▶ **TASK OBJECTIVE**: For each record below, output its text exactly and skip any picture.

▶ **TASK INPUTS**:

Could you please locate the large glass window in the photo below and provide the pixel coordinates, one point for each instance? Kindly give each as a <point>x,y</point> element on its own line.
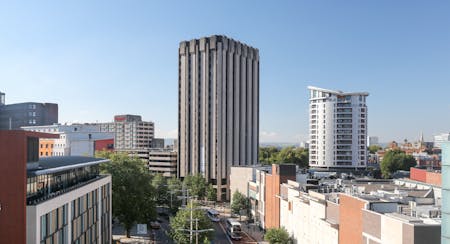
<point>53,227</point>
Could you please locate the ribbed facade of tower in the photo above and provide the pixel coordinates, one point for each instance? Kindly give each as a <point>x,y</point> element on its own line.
<point>218,119</point>
<point>337,129</point>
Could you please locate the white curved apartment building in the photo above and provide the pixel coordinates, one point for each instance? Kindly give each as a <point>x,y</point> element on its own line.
<point>337,129</point>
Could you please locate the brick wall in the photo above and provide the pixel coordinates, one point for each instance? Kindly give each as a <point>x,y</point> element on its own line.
<point>350,219</point>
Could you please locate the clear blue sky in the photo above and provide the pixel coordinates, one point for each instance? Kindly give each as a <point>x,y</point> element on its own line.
<point>100,58</point>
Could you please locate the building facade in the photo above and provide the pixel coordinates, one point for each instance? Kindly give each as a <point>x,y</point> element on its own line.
<point>68,201</point>
<point>163,161</point>
<point>54,199</point>
<point>218,119</point>
<point>130,132</point>
<point>337,129</point>
<point>441,138</point>
<point>445,193</point>
<point>14,116</point>
<point>74,139</point>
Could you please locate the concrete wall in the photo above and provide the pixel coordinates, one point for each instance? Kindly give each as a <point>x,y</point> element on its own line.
<point>371,226</point>
<point>305,219</point>
<point>427,234</point>
<point>281,173</point>
<point>392,231</point>
<point>332,214</point>
<point>239,178</point>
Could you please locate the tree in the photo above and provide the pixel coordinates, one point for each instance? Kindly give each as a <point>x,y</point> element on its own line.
<point>180,224</point>
<point>394,160</point>
<point>196,185</point>
<point>268,155</point>
<point>159,182</point>
<point>211,193</point>
<point>132,192</point>
<point>239,203</point>
<point>277,236</point>
<point>374,148</point>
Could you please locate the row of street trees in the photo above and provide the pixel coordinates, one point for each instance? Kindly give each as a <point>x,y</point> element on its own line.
<point>287,155</point>
<point>137,193</point>
<point>133,195</point>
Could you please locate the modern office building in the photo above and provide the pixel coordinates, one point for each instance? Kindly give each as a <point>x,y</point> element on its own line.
<point>445,193</point>
<point>218,118</point>
<point>337,129</point>
<point>163,161</point>
<point>373,140</point>
<point>14,116</point>
<point>74,139</point>
<point>130,132</point>
<point>54,199</point>
<point>157,143</point>
<point>439,139</point>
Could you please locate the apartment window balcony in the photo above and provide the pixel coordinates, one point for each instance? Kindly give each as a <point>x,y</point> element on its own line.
<point>344,137</point>
<point>344,110</point>
<point>345,142</point>
<point>344,121</point>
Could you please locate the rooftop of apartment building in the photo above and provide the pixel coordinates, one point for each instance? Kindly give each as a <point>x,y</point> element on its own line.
<point>408,202</point>
<point>53,176</point>
<point>337,92</point>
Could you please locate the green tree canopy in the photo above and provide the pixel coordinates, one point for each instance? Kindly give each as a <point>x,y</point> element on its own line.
<point>239,202</point>
<point>132,191</point>
<point>181,222</point>
<point>292,155</point>
<point>277,236</point>
<point>374,148</point>
<point>287,155</point>
<point>268,155</point>
<point>394,160</point>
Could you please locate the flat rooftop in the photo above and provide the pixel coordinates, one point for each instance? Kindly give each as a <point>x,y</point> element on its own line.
<point>48,165</point>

▶ **EXPECTED OUTPUT**:
Could you please locate the large glass window in the photo below and provide the pixel coordinates, one point for each instance? Kindly give each as a <point>x,y</point> element on its own line.
<point>53,227</point>
Could you please locate the ribbed facade of tower in the photo above and provide the pixel coordinates, one point for each instance? Kindly give each as a <point>x,y</point> element on its own line.
<point>218,119</point>
<point>337,129</point>
Could you please locate the white curved apartment building in the photo above and provide the pixel coordinates, one point for each instance? Kindly give each as a <point>x,y</point> element on its own line.
<point>337,129</point>
Could you please locate the brick wall in the photo above and provide the pixel coordinates, one point for each instance? Kindly give each as a <point>x,y</point> element on its own line.
<point>350,219</point>
Could you please locate the clear blue sky in the photo above and provide the pixel coordinates, one point for each instance? Kindly give each as a <point>x,y</point> element on its own line.
<point>100,58</point>
Could you please locate the building facade in the photo above and provide the pixel coordinates, one point for each instance? Kindly give each as a <point>x,y</point> element on its own line.
<point>68,201</point>
<point>163,161</point>
<point>54,199</point>
<point>218,119</point>
<point>130,132</point>
<point>337,129</point>
<point>441,138</point>
<point>445,193</point>
<point>14,116</point>
<point>74,139</point>
Could you please locate the concrete wall in the photo above and provide the pixel coordinates, one point for each instance? Kindly give each as a <point>x,y</point> element on its own line.
<point>371,226</point>
<point>305,219</point>
<point>427,234</point>
<point>281,173</point>
<point>392,231</point>
<point>332,214</point>
<point>239,178</point>
Could you please locate the tree in the photo above and provide the pixel coordinates, one point for each instance? Kindly give each as a <point>x,y</point> element on its own line.
<point>180,224</point>
<point>394,160</point>
<point>196,185</point>
<point>268,155</point>
<point>159,182</point>
<point>211,193</point>
<point>132,192</point>
<point>239,203</point>
<point>277,236</point>
<point>374,148</point>
Could you please locate the row of street trees in the photo above and provide the pixel coordinates, one point for each instance? Kindly give each as a <point>x,y</point> element on its own line.
<point>287,155</point>
<point>137,193</point>
<point>133,195</point>
Could you please locate the modern office building in the photo above and provide the pixel coordinates, one point for each instance? Kindly give each as a <point>x,y</point> element on its own line.
<point>445,193</point>
<point>218,118</point>
<point>337,129</point>
<point>163,161</point>
<point>373,140</point>
<point>14,116</point>
<point>74,139</point>
<point>130,132</point>
<point>54,199</point>
<point>157,143</point>
<point>439,139</point>
Could you please locate the apartment window balcony in the photo above and provide the pixel coordinates, one point for each instance? Kindly give each as a <point>x,y</point> element on its own line.
<point>344,137</point>
<point>344,110</point>
<point>345,142</point>
<point>344,121</point>
Could you please locate the rooftop of apartment building in the photo above and provide the pixel coordinates, one point for each instance? Kindly give each as a <point>x,y</point> element on its own line.
<point>408,202</point>
<point>53,176</point>
<point>337,92</point>
Could you please locate the green tree canopy in the photo above and provide the pixel coordinates, one point for each instance? Kindly give each as a <point>x,y</point> element on its own line.
<point>239,202</point>
<point>132,191</point>
<point>181,222</point>
<point>292,155</point>
<point>277,236</point>
<point>374,148</point>
<point>287,155</point>
<point>268,155</point>
<point>394,160</point>
Could you please locate the flat rooftop in the photo above and provide the pixel coordinates, one point for each instance? Kindly give each as a <point>x,y</point> element on its own line.
<point>48,165</point>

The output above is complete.